At Zalando’s Fashion Insights Centre in Dublin, we work in autonomous data science delivery teams. This means that each team has the responsibility to deliver technology from research work and MVPs, through to production code and operational systems. This gives us a great opportunity to make decisions about how we organise our work so that we can balance the investment of effort in developing new data science solutions and necessary experimentation work, as well as production-ready code and maintenance of a live system.
For the last year, our team has been working on developing products that help derive insights from and make sense of unstructured web content, specifically focusing on the fashion domain. We primarily work with HTML data and text which necessitates the use of Natural Language Processing (NLP) and Machine Learning (ML). One of the challenges we face is keeping up with the state of the art and balancing delivery with data science upskilling.
Deep Learning For Natural Language Processing (NLP)
As a data science delivery team with core expertise in NLP, an area that we had been tracking was the application of deep learning in NLP. Deep learning is having a transformative impact in many areas where machine learning has been applied. The most early mature adoption has happened in areas where unstructured content can be more accurately classified or labelled for tasks such as speech recognition and image classification. One of the reasons for the success in these areas has been the ability of deep nets to learn an optimum features space and reduce time spent on the dark art of feature engineering.
In previous years, NLP was somewhat behind other fields in terms of adopting deep learning for applications. Text does not have a spatial feature space suitable for convolutional nets, nor is it entirely unstructured as it is already encoded via commonly understood vocabulary, syntax and grammar rules and other conventions. However, this has changed over the last few years, thanks to the use of RNNs, specifically LSTMs, as well as word embeddings. There are distinct areas in which deep learning can be beneficial for NLP tasks, such as in named entity recognition, machine translation and language modelling, just to name a few.
Upskilling Considerations in Data Science Delivery
In early August, one of our colleagues attended the Association for Computational Linguistics (ACL) conference in Berlin to better understand the benefits and readiness for adoption of deep learning in our team. As data scientists who have all spent time in academia, it is great to work in a company that not only allows you, but encourages and sponsors you to attend to conferences to keep up to date with the latest research approaches and technologies. When our colleague returned, he confirmed what we already knew: deep learning has become the state of the art for many NLP tasks, including one we are particularly interested in, Named Entity Recognition (NER).

* [Material provided]

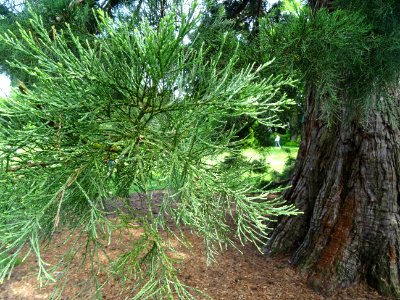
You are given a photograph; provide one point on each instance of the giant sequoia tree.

* [Your tasks]
a) Please reproduce the post on deep learning for NLP between "At Zalando’s Fashion" and "a live system.", inclusive.
b) Which NLP tasks does the post on deep learning for NLP name as distinct areas where deep learning can be beneficial?
c) Go on with the post on deep learning for NLP from the point where it stops.

* [Task responses]
a)
At Zalando’s Fashion Insights Centre in Dublin, we work in autonomous data science delivery teams. This means that each team has the responsibility to deliver technology from research work and MVPs, through to production code and operational systems. This gives us a great opportunity to make decisions about how we organise our work so that we can balance the investment of effort in developing new data science solutions and necessary experimentation work, as well as production-ready code and maintenance of a live system.

b)
- Named entity recognition
- Machine translation
- Language modelling

c)
At Zalando, we strive for excellence, and as researchers, we want to keep up with the state of the art. If our results could be better by using deep learning, we should test it, and if successful, adopt it. However, there was one initial obstacle: even if we had previous knowledge, none of us were experts in deep learning.
Contrary to academia, in a delivery team we have to take into account some considerations aside from the state of the art, such as:
- Tooling: Mature libraries with an active developer community, significant adoption, ideally backing from companies or open source
- Performance: Scaled and tried in production
- Ease-of-development: Cost/time-effective to bring from problem-setting to evaluation to deployment
- Validation of application: Has this approach demonstrated sufficient improvements over longer-established baseline systems? These benefits might include accuracy, ease of maintenance, or time to delivery
The Upskilling Plan
One of the challenges facing autonomous teams is making decisions to determine the what, how and when of invested time in upskilling. Upskilling is unanimously agreed to have a positive long-term effect for products and for an individual’s growth. However, spending time that could alternatively be spent on data science and engineering can often be a difficult pill to swallow, even guilt-inducing. We have a Tour of Mastery upheld as a core principle at Zalando, and a Practice Lead who through regular interaction and evaluation helps our team prioritize competencies to improve and source courses, training and other materials.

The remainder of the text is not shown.